> [Exercise requirements]: Reproduce every line from the one that contains "Where can you spot the white cloud" through the end of the material, requests included. Subtract 67 from each point coordinate, both x and y.

> [Pointing dataset excerpts]:
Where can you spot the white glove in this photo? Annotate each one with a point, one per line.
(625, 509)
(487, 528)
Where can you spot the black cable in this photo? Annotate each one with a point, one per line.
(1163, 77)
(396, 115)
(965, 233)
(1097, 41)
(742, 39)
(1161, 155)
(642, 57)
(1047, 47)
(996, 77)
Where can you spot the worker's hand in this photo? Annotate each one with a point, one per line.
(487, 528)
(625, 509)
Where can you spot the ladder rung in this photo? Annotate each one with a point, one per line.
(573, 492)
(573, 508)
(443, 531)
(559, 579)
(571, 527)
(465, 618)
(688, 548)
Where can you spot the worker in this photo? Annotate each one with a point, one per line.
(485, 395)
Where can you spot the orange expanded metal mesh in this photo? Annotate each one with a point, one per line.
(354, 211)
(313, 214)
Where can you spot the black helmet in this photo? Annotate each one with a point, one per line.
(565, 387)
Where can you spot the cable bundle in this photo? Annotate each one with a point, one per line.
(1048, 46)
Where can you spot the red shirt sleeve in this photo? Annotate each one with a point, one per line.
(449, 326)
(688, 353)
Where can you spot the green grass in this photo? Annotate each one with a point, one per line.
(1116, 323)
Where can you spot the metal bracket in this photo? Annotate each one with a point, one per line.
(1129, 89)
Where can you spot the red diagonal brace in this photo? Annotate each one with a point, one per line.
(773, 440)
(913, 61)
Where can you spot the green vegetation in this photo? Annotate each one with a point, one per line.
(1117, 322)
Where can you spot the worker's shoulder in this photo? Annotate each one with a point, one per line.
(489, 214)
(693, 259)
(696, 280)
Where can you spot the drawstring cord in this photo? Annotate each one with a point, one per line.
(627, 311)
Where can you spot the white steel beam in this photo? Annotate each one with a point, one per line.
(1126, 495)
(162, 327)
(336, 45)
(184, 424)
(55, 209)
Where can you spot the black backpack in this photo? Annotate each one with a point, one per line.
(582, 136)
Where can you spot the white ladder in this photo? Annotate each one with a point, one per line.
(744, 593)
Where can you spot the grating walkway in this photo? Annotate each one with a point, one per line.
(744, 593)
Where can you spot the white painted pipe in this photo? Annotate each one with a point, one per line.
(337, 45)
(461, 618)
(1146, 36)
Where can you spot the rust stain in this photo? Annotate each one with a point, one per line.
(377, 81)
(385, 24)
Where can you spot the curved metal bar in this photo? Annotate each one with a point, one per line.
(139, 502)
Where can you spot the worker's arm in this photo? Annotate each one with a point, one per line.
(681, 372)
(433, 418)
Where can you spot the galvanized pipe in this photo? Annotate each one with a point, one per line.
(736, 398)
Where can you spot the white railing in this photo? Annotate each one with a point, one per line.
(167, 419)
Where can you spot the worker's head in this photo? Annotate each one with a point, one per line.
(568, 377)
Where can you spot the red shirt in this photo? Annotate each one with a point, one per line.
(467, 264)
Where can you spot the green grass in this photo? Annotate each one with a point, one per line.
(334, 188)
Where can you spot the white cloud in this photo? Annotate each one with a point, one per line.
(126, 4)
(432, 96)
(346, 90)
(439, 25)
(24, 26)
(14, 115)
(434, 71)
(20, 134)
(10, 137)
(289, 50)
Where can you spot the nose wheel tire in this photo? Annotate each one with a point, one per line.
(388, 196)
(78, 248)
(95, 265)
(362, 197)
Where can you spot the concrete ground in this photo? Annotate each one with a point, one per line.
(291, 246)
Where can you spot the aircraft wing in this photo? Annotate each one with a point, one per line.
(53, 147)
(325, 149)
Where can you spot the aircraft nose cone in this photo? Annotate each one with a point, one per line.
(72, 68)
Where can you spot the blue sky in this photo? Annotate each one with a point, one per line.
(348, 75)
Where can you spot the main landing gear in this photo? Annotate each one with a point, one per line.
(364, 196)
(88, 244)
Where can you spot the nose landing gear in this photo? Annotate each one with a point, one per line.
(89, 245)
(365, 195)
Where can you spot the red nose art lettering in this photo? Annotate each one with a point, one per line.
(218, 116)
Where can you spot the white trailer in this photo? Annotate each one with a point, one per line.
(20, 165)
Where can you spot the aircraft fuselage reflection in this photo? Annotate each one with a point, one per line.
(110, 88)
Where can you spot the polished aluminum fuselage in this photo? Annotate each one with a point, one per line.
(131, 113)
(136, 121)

> [Task output]:
Where can you spot the white cloud in this photo? Annotate each one with a point, one per line.
(59, -63)
(365, 29)
(279, 23)
(372, -42)
(-43, -41)
(-53, 48)
(367, 4)
(-47, 67)
(-57, 70)
(222, -17)
Where can you spot the nose wheel tire in this photo? Annotate each one with a point, one per line.
(321, 129)
(11, 181)
(28, 198)
(295, 130)
Where can you spot the concrete ground in this photo? Annotate each one with a point, one per line.
(224, 179)
Where can you spot the aircraft wing in this photo? Annotate each one with a point, one per line.
(-14, 80)
(258, 82)
Where can you spot the aircraft nose cone in this photo? Annotate each one with a point, one per line.
(5, 1)
Where can you spot the blue sky in this photo? Annotate each one with a point, one per line.
(281, 8)
Where can you spot the main landing gear in this photo? Annotate each one with a point, one per line.
(297, 129)
(21, 177)
Where can you spot the nose landing gear in this photo? Annotate each one with a point, one per line.
(22, 178)
(298, 128)
Where can you spot the red nose art lettering in this photo? Annotate each one with a point, one per line.
(151, 49)
Where can you spot the white trailer in this photo? Annotate each one with a point, one per line.
(-47, 98)
Where can you spot the aircraft fuselage reflection in this photo? Annotate each one with a point, one per line.
(43, 21)
Where can you spot the polished aluminum fuselage in this photo? Annotate each one with a point, one per line.
(64, 46)
(69, 54)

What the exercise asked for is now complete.